(TEXTO PARA LEER):
┌──

La conveniencia del sacerdocio para las
mujeres
2019-07-06
La dimensión de lo femenino
no es exclusiva de las mujeres, pues tanto los hombres como las mujeres somos
portadores, cada cual en su propio estilo, de lo masculino y de lo femenino.
Tomás de Aquino en la Suma Teológica, ya en su primera cuestión, al abordar el
objeto de la teología, dejaba claro que puede abordar cualquier tema, siempre
que lo haga a la luz de Dios. En caso contrario perdería su pertinencia. Por lo
tanto, en esta perspectiva, cabe preguntarse acerca del sacerdocio de las
mujeres, realidad que les fue negada en la Iglesia romano-católica. Y
considerar las buenas razones teológicas que garantizan su conveniencia.
El
llamado “depósito de la fe”, es decir, la positividad cristiana, no es una
cisterna de aguas muertas. Ella se reaviva confrontándose con los cambios
irrefrenables de la historia, como en el caso suscitado por el Sínodo de la
Amazonia.
Así,
en todo el mundo se verifica cada vez más la reafirmación de la paridad de la
mujer, en dignidad y derechos, con el varón. Comprensiblemente, no es fácil
desmontar siglos de patriarcalismo, que implica disminuir y marginar a la
mujer. Pero lenta y consecuentemente, las discriminaciones van siendo superadas
y, en ciertos casos, hasta castigadas. En la práctica, todos los espacios
públicos y las más diversas funciones están abiertas a las mujeres. ¿Vale esto
también para el sacerdocio de las mujeres dentro de la Iglesia romano-católica?

└──

(DATOS REGISTRADOS):
┌──

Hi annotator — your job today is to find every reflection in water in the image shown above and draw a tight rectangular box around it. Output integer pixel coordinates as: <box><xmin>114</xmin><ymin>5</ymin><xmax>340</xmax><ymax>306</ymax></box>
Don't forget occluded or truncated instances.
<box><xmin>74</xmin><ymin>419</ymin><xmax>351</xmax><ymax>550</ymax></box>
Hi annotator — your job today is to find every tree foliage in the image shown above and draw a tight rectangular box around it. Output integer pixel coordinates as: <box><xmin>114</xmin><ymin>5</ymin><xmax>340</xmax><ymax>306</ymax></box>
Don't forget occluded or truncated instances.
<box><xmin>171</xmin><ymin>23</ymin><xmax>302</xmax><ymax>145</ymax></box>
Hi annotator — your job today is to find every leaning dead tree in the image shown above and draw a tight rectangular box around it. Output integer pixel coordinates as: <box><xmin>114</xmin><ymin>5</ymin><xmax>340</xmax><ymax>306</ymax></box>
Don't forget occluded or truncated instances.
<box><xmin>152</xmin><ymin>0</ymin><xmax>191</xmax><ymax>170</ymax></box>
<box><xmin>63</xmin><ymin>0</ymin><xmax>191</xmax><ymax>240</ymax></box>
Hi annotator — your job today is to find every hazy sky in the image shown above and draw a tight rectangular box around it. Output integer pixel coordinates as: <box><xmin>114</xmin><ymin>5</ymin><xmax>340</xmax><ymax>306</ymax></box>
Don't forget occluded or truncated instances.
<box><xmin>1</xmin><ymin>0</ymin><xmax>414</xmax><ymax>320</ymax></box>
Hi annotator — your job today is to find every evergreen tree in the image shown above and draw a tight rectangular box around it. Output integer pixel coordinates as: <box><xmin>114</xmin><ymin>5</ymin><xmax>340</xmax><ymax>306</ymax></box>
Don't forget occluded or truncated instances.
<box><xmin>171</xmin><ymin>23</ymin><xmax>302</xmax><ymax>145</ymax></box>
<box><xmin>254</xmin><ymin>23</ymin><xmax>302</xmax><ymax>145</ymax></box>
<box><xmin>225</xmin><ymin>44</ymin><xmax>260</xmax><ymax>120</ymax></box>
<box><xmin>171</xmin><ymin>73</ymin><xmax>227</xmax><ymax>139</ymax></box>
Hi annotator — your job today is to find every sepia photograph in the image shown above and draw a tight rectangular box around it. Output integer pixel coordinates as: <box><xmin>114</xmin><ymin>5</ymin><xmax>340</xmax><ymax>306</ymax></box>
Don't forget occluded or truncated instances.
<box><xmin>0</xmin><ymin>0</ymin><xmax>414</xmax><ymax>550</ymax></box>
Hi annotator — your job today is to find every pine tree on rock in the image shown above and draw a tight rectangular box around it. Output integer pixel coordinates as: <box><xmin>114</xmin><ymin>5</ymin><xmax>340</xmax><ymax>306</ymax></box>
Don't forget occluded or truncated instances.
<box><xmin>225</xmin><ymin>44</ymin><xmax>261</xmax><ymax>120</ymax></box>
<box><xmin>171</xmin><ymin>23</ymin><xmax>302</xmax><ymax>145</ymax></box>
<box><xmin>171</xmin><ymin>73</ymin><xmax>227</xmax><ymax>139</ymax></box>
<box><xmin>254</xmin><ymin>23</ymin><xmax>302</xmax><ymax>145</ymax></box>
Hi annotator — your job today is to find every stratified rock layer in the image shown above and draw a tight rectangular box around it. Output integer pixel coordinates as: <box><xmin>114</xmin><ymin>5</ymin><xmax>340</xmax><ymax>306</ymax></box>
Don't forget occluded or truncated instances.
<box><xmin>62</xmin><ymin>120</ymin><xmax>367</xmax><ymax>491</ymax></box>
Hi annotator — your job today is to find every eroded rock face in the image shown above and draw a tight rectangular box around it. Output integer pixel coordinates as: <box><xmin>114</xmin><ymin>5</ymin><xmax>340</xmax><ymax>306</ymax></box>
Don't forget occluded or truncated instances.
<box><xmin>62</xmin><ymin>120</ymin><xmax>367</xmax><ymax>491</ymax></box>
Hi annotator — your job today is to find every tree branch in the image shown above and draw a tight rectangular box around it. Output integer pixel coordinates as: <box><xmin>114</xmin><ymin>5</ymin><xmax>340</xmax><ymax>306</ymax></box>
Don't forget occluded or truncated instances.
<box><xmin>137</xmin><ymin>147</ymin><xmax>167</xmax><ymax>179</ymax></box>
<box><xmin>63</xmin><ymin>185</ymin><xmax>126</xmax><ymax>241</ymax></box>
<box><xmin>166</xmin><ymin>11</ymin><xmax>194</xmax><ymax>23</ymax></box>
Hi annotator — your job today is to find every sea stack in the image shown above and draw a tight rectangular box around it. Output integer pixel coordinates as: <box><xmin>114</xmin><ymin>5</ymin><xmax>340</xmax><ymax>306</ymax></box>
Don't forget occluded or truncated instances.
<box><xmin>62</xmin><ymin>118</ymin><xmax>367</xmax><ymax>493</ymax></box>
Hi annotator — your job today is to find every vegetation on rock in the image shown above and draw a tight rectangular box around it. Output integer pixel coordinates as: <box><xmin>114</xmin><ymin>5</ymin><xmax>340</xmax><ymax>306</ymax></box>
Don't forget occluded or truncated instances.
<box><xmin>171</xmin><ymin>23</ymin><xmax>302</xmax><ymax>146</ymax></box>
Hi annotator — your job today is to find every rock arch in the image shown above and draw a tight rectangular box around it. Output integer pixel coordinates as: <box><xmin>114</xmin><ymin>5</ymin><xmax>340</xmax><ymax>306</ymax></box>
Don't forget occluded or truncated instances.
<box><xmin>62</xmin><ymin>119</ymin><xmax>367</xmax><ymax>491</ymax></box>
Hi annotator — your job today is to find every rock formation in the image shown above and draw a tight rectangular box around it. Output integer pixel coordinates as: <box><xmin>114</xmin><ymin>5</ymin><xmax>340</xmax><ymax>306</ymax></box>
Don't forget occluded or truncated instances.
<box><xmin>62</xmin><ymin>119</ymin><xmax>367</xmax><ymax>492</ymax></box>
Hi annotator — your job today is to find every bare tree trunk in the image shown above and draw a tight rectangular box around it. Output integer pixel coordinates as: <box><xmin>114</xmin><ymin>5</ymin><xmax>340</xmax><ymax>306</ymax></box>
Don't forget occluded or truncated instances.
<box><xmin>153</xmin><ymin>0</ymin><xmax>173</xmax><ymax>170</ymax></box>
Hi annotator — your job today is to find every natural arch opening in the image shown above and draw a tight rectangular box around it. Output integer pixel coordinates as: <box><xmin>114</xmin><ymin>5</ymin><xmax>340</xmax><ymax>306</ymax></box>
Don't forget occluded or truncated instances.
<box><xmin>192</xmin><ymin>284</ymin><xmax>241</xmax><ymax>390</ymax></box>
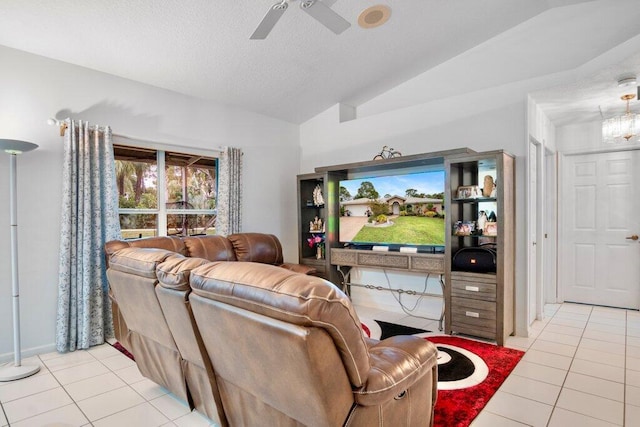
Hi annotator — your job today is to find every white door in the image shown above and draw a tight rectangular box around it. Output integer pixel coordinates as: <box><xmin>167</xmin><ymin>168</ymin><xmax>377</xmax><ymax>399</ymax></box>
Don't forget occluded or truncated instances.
<box><xmin>527</xmin><ymin>141</ymin><xmax>538</xmax><ymax>325</ymax></box>
<box><xmin>559</xmin><ymin>151</ymin><xmax>640</xmax><ymax>309</ymax></box>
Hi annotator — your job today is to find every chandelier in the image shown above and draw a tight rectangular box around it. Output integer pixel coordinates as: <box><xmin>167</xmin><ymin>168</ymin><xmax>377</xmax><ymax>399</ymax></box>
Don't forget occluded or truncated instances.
<box><xmin>602</xmin><ymin>94</ymin><xmax>640</xmax><ymax>144</ymax></box>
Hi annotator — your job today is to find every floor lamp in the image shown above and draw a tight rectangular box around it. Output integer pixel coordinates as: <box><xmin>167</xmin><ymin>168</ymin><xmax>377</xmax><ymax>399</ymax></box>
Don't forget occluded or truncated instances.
<box><xmin>0</xmin><ymin>139</ymin><xmax>40</xmax><ymax>381</ymax></box>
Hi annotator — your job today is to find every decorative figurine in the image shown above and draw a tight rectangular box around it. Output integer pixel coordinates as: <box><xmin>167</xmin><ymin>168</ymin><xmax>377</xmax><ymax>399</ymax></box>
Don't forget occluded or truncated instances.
<box><xmin>478</xmin><ymin>211</ymin><xmax>487</xmax><ymax>231</ymax></box>
<box><xmin>482</xmin><ymin>175</ymin><xmax>495</xmax><ymax>197</ymax></box>
<box><xmin>313</xmin><ymin>184</ymin><xmax>324</xmax><ymax>206</ymax></box>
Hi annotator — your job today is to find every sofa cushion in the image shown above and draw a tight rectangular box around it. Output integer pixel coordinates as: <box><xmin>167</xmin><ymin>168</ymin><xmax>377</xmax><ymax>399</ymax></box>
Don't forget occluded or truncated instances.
<box><xmin>104</xmin><ymin>237</ymin><xmax>187</xmax><ymax>266</ymax></box>
<box><xmin>182</xmin><ymin>236</ymin><xmax>236</xmax><ymax>261</ymax></box>
<box><xmin>227</xmin><ymin>233</ymin><xmax>283</xmax><ymax>265</ymax></box>
<box><xmin>109</xmin><ymin>248</ymin><xmax>184</xmax><ymax>279</ymax></box>
<box><xmin>191</xmin><ymin>262</ymin><xmax>370</xmax><ymax>387</ymax></box>
<box><xmin>156</xmin><ymin>257</ymin><xmax>209</xmax><ymax>291</ymax></box>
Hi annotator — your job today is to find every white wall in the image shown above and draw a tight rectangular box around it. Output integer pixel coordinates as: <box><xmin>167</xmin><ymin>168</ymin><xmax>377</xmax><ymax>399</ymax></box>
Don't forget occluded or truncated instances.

└──

(QUÉ HACER):
• A. Responde estas preguntas con lo que dice el texto sobre el sacerdocio de las mujeres:
(i) Según Tomás de Aquino en la Suma Teológica, ¿con qué condición puede la teología abordar cualquier tema?
(ii) ¿Qué no es el llamado "depósito de la fe", según el texto?
(iii) ¿Qué sínodo se cita como ejemplo de los cambios de la historia?
• B. Traduce al inglés esta oración del texto sobre el sacerdocio de las mujeres: "El llamado “depósito de la fe”, es decir, la positividad cristiana, no es una cisterna de aguas muertas."

(RESPUESTAS):
• A.
(i) Siempre que lo haga a la luz de Dios.
(ii) No es una cisterna de aguas muertas.
(iii) El Sínodo de la Amazonia.

• B. The so-called "deposit of faith," that is, Christian positivity, is not a cistern of dead water.